→ **Consignes**:
[1] Résumez l'article en deux phrases.
[2] Recopiez fidèlement le passage de l'article qui commence par « Que sont devenues » et se termine par « les zones défrichées. ».

→ **Article**:
::::::::

Pistes forestières : elles perturbent la forêt, mais favorisent la régénération des arbres exploités

Des travaux menés par les chercheurs du Cirad et de l’Université de Bangor montrent que dans le bassin du Congo, en 30 ans, près de 90 % des pistes aménagées par les exploitants forestiers ont été abandonnées et recolonisées avec succès par la végétation. Ces résultats révèlent que l’impact environnemental des pistes désaffectées est plus limité que prévu, mais indiquent aussi que la production de biomasse demeure affectée pour longtemps.

L’accès au bois d’œuvre, même dans le cas d’une exploitation sélective, nécessite l’ouverture de pistes forestières. Or la création de ce type de voies d’accès a d’importantes conséquences pour les forêts : les pistes fragmentent en effet les écosystèmes et facilitent l’accès des populations locales, entraînant une augmentation des dégradations ou de la déforestation.

Deux articles parus récemment dans les revues Journal of Applied Ecology et Frontiers in Ecology and the Environment font le point sur le devenir des pistes forestières dans le bassin du Congo. Des chercheurs du Cirad et de l’Université de Bangor, en Grande-Bretagne, y analysent leur évolution sur 30 ans, depuis leur création jusqu’à leur disparition, dans 11 concessions forestières. Premier constat : le défrichage nécessaire à la construction des pistes d’accès a concerné moins de 1% du couvert forestier global de la zone d’étude, qui s’étend sur plus de 25 000 km2 dans l’est du Cameroun et le nord-est de la République du Congo. Second constat : au grand étonnement des scientifiques, seuls 12 % de ce réseau routier ont été utilisés en continu durant ces trois décennies, les 88 % restants ayant été abandonnés après quelques années d’exploitation seulement.

Que sont devenues ces pistes désaffectées ? La végétation les a progressivement reconquises. En trois décennies, la forêt s’est reconstituée, jusqu’à ce que la diversité en espèces, la canopée, la litière et la composition de la strate herbacée ressemblent à celle de la forêt avoisinante. En étudiant ces processus, les chercheurs ont eu la surprise de découvrir que la régénération des espèces d’arbres d’intérêt commercial était meilleure à proximité des pistes abandonnées que dans les forêts elles-mêmes : leur densité peut être jusqu’à trois fois plus importante à proximité des anciennes voies d’accès. Cette situation s’expliquerait par un accès à la lumière facilité dans les zones défrichées.

::::::::

→ **Données fournies**:
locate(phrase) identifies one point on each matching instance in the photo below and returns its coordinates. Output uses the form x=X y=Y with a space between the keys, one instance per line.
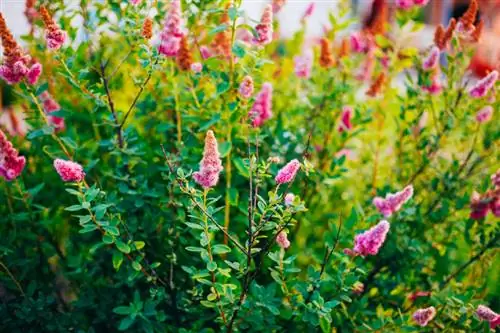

::::::::

→ **Corrigé**:
[1] Dans le bassin du Congo, des chercheurs du Cirad et de l'Université de Bangor ont montré qu'en 30 ans, près de 90 % des pistes aménagées par les exploitants forestiers ont été abandonnées et recolonisées par la végétation, ce qui rend leur impact environnemental plus limité que prévu, même si la production de biomasse reste affectée pour longtemps. Près des pistes abandonnées, la régénération des arbres d'intérêt commercial est même meilleure que dans la forêt, avec une densité jusqu'à trois fois plus importante.

[2]
Que sont devenues ces pistes désaffectées ? La végétation les a progressivement reconquises. En trois décennies, la forêt s’est reconstituée, jusqu’à ce que la diversité en espèces, la canopée, la litière et la composition de la strate herbacée ressemblent à celle de la forêt avoisinante. En étudiant ces processus, les chercheurs ont eu la surprise de découvrir que la régénération des espèces d’arbres d’intérêt commercial était meilleure à proximité des pistes abandonnées que dans les forêts elles-mêmes : leur densité peut être jusqu’à trois fois plus importante à proximité des anciennes voies d’accès. Cette situation s’expliquerait par un accès à la lumière facilité dans les zones défrichées.